But I think I’m even more :| at the idea that it was mandated by their in-story characters. That is, that the Scarif mission is about as good as it was ever going to get for them, and they’re too troubled/unconventional/traumatized/rootless/whatever to find any real peace or happiness in living. Dying in triumph and hope was really the kindest end for them. Et cetera.
I mean, part of it is that aggressive unsentimentality is not really my deal. Beyond that, though, I really can see the reasoning, and I leaned somewhat that way in the beginning, but the more I think about it—especially now that I can watch closely—the more dissatisfying I find it.
I think it’s fair to say that each reaches some sort of culminating moment during the mission, something that lifts them above everything that had come before. Chirrut’s faith in the Force is justified. Baze’s is restored. Bodhi runs out on sheer nerve. Kaytoo fights selflessly with his coveted blaster. Jyn and Cassian get unstained heroism and companionship. They all find a clarity and peace as they approach death that they never did in life.
The problem is that it’s exactly that—as they approach death, not as they meet it. For most of them, the clarity they find is in no way contingent on actually dying.

ENTRIES PROVIDED.
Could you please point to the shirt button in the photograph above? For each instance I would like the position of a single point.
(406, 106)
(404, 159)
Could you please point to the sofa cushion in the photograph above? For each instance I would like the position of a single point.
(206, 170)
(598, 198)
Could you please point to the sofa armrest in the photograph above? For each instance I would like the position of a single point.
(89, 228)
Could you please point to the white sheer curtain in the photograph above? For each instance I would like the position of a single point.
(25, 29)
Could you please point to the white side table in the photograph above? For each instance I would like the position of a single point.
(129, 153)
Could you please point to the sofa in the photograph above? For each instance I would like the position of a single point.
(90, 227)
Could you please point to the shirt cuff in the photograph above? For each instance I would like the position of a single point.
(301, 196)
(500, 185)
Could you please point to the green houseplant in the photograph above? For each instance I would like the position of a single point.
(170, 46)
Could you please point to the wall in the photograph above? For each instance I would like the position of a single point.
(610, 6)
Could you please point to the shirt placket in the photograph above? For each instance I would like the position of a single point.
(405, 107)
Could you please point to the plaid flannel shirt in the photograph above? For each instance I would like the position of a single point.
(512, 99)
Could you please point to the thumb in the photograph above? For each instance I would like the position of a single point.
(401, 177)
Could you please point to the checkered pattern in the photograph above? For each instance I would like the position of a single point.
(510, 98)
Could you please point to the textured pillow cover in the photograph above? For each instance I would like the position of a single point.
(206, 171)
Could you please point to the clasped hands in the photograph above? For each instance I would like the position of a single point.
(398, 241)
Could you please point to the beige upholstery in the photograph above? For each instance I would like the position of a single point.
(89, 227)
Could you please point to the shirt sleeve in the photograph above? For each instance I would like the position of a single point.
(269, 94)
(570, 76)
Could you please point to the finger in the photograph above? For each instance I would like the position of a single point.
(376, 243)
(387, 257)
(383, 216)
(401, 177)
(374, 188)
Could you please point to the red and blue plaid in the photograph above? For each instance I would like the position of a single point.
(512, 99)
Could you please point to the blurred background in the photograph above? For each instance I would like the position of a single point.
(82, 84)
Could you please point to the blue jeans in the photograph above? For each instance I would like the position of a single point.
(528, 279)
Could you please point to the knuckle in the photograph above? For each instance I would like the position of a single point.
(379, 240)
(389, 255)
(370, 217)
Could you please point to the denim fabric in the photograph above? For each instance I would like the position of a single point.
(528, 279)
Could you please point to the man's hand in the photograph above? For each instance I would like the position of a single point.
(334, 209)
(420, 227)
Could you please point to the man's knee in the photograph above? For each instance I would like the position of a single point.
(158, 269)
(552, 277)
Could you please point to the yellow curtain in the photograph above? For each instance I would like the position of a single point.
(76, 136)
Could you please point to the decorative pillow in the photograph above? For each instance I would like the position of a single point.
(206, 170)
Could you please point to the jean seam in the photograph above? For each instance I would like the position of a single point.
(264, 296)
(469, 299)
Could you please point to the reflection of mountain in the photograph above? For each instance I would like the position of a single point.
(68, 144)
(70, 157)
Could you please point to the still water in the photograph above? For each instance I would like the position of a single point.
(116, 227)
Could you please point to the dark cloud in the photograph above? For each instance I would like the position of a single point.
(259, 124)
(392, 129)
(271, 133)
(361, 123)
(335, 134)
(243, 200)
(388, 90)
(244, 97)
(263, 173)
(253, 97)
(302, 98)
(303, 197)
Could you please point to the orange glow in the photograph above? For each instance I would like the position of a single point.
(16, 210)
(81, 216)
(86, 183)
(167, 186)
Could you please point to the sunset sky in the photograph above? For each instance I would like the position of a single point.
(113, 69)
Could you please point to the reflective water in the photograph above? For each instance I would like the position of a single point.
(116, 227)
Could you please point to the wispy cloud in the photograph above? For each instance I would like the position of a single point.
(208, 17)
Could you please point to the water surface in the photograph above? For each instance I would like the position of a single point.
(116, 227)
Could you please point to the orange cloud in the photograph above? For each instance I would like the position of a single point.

SHORT PROBLEM 1.
Extract every line of the records that contains the word "sofa".
SHORT PROBLEM 2.
Extend the piece about the characters' deaths on the Scarif mission, picking up after its final sentence.

REPLY 1.
Could you please point to the sofa cushion in the photograph above? For each instance I would like the position of a single point.
Could you please point to the sofa armrest in the photograph above? For each instance I would like the position of a single point.
Could you please point to the sofa in the photograph above? For each instance I would like the position of a single point.

REPLY 2.
Thinking about it, that’s an interesting, and I think very significant, choice. Each character has that clear-eyed moment of choice, a moment that leads to heroic action with a high risk of death. But it’s a risk, not an inevitability.
I mean … okay, the ultimate Heroic Sacrifice for SW is always going to be Anakin Skywalker giving his life to save Luke. And the thing there is that Anakin could not possibly survive what he did. He knew it was going to kill him. His death was the direct and inevitable consequence of the action he chose; he consciously sacrificed his life for his son’s.
This is not what the Rogue One team does. They know they’re running up against steep odds, sure. But there’s no intention of a 1:1 exchange, a heroic sacrifice of their lives for the good of the galaxy. The movie goes out of its way to highlight their hope of survival, with Jyn and Cassian reminding Bodhi that he’s their ticket out. And for most of them, death isn’t the immediate price of their actions.
Bodhi doesn’t die in the course of achieving the task he takes on himself. He risks death to do it, succeeds, and then gets blown up by a grenade because he’s on a battlefield with people throwing grenades around. He doesn’t know he’s going to get blown up when he takes his chance; it’s a very real possibility, but his actions do not inherently entail death by grenade. It just happens.
Likewise, the probability is strong that Chirrut is going to get shot at some point between their cover and the switch. Instead, the Force gets Chirrut to the switch, validating his faith. His faith would not be less validated if the Force also protected him on the way back. It just … doesn’t. Flipping the switch isn’t fatal in itself, though. He risks getting killed and survives and then, welp, gets killed.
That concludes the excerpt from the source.